One of the benefits of relatively low temperatures that you are describing is that water or oil can serve as heat transfer fluid. Oil in fact is the better choice, because there are heavy mineral oils that are liquid with comparatively low vapour pressure at those temperatures. Oil is also non-corrosive, so the tubes running through the trough can be low alloy steel with an external coating to protect against corrosion and improve absorptivity.
Steel with aluminium coating sounds like a good low cost option for trough design. Steel surfaces can be galvanised or spray painted in the factory to reduce corrosion rate. For the aluminium surface, there are polymer coatings like Teflon that have good UV resistance and would cost a lot less than glass. Another option for trough manufacture that would reduce embodied energy, would be fine grain, high strength concrete. This can be reinforced with polymer fibres. The trough can then be cast in segments in an injection mould. The concrete surface could then be vacuum plated with aluminium with the polymer coating sprayed on afterward. Concrete has about 1/20th the embodied energy of steel per unit mass and only 1/80th per unit volume. The trough needs only one degree of freedom as it rotates to track the sun. So simple roller bearings can support sections in concrete spacers. A chain drive could link several rows of reflectors to a single electric motor.

- [Data extract]:
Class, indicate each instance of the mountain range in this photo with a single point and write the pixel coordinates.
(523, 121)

- [Task requirements]:
**a.** According to the solar trough text, how many degrees of freedom does the trough need?
**b.** Update the solar trough text from "One of the benefits" up to and including "and improve absorptivity.", replacing "low alloy steel" with "stainless steel".

- [Task-by-task answers]:
**a.** Only one, as it rotates to track the sun.

**b.**
One of the benefits of relatively low temperatures that you are describing is that water or oil can serve as heat transfer fluid. Oil in fact is the better choice, because there are heavy mineral oils that are liquid with comparatively low vapour pressure at those temperatures. Oil is also non-corrosive, so the tubes running through the trough can be stainless steel with an external coating to protect against corrosion and improve absorptivity.